__AIM OF THE TASK__
Could you copy out all of the entries exactly?

[Natural-language object grounding data]
== Segment start ==

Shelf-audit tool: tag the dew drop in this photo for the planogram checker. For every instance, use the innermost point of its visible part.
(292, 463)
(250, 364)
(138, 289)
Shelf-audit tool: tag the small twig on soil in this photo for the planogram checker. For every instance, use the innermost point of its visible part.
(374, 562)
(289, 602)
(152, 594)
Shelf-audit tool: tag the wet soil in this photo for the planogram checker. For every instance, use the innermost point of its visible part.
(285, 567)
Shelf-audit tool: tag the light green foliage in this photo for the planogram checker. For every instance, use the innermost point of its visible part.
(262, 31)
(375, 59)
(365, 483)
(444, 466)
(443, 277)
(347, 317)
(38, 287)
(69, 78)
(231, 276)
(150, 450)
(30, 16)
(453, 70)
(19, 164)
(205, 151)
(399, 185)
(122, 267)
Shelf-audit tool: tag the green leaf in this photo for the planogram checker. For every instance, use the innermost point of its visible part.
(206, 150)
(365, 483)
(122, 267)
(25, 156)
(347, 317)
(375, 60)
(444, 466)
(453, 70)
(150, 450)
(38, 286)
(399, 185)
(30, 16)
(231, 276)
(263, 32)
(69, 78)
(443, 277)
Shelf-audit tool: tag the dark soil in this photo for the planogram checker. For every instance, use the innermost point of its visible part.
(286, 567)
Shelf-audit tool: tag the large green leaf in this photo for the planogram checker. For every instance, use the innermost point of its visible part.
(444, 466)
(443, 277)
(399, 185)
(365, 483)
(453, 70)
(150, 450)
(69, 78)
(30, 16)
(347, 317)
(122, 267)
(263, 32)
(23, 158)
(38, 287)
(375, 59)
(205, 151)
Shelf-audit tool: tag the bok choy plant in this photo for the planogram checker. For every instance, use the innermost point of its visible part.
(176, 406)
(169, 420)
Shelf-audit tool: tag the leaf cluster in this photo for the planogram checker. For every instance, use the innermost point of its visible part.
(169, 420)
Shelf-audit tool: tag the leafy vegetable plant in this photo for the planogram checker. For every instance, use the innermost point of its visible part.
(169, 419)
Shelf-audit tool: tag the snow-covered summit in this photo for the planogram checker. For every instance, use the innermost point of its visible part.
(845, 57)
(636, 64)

== Segment end ==

__ANSWER SPACE__
Shelf-audit tool: tag the dew drop in this photo for the planogram checker. For every instance, use the innermost point of its visible part.
(292, 463)
(250, 364)
(138, 289)
Shelf-audit tool: tag the small twig on soil in this photo for the planogram checker. For every instance, use the innermost point of its visible part.
(374, 562)
(289, 602)
(152, 594)
Shelf-audit tool: tag the wet soil in this photo for the planogram checker. For every instance, use the innermost point of its visible part.
(285, 567)
Shelf-audit tool: tag the light green foliage in this photo for the planogram checker. For every instance, use the innermost point of its visible part.
(262, 31)
(375, 59)
(365, 483)
(444, 466)
(443, 277)
(347, 317)
(38, 287)
(69, 78)
(231, 276)
(150, 450)
(30, 16)
(453, 70)
(19, 164)
(205, 151)
(399, 185)
(122, 267)
Shelf-audit tool: tag the green leaf in this photo for the planogram checker. For every instance, use the innermost point of its visible part.
(206, 150)
(365, 483)
(122, 267)
(25, 156)
(347, 317)
(375, 60)
(444, 466)
(453, 70)
(150, 450)
(38, 286)
(399, 185)
(30, 16)
(231, 276)
(263, 32)
(69, 78)
(443, 277)
Shelf-audit tool: tag the dark soil in this photo for the planogram checker. For every instance, use the innermost point of its visible part.
(286, 567)
Shelf-audit tool: tag the large green leaf in this photo for the planogram checker. For every instance, use the innermost point of its visible part.
(444, 466)
(443, 277)
(399, 185)
(365, 483)
(453, 70)
(150, 450)
(69, 78)
(30, 16)
(347, 317)
(122, 267)
(263, 32)
(23, 158)
(38, 287)
(375, 59)
(205, 151)
Shelf-audit tool: tag the bok choy plant in this photo for the planogram checker. For every instance, use the innermost point of its visible part.
(176, 406)
(169, 420)
Shelf-audit tool: tag the leaf cluster in this photo for the planogram checker. For every instance, use the innermost point of its visible part.
(169, 420)
Shelf-audit tool: tag the leafy vegetable plant in this photo for the planogram checker. For every instance, use the innermost point of its visible part.
(169, 419)
Shelf-audit tool: tag the snow-covered summit in this photo for the planogram checker. For every instance, use the innermost point of its visible part.
(845, 57)
(636, 64)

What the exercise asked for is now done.